-------- EXCERPTED DATA
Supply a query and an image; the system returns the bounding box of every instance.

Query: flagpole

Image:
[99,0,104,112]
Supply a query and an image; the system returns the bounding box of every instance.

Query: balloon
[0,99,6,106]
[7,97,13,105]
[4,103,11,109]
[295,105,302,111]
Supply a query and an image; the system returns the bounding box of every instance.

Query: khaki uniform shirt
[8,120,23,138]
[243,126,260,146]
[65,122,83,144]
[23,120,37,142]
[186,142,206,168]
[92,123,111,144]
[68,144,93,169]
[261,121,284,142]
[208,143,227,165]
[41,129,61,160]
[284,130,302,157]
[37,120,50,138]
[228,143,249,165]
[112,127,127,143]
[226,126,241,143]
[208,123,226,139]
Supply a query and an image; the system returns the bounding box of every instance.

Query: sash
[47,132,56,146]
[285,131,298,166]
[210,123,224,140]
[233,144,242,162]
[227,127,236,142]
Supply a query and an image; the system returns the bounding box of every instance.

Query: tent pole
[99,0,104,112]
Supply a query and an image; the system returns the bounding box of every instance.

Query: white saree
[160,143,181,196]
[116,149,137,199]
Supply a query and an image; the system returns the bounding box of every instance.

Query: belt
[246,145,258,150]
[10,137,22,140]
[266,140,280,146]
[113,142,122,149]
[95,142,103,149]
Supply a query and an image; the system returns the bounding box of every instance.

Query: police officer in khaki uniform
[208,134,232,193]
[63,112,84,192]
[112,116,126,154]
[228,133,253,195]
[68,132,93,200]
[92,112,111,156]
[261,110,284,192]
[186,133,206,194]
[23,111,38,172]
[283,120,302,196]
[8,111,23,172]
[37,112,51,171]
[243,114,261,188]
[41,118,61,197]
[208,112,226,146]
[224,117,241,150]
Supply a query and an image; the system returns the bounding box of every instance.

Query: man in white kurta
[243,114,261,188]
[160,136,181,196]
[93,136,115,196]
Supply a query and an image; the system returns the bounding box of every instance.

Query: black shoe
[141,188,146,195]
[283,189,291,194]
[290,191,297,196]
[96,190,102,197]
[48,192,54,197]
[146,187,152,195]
----------------
* _WHAT IS REQUIRED_:
Please render everything from the start of the entries down through the line containing "[295,105,302,111]" as a Markdown table with the columns Row and Line, omitting blank lines.

* _EXERCISE OUTPUT_:
| Row | Line |
|---|---|
| 1 | Supply a query and an image; the system returns the bounding box of every instance. |
| 2 | Query: flagpole |
| 3 | Image: |
| 4 | [99,0,104,112] |
| 5 | Supply a query and an image; the system returns the bounding box of every instance. |
| 6 | Query: balloon |
| 7 | [0,99,6,106] |
| 8 | [7,97,13,105] |
| 9 | [4,103,11,109] |
| 10 | [295,105,302,111] |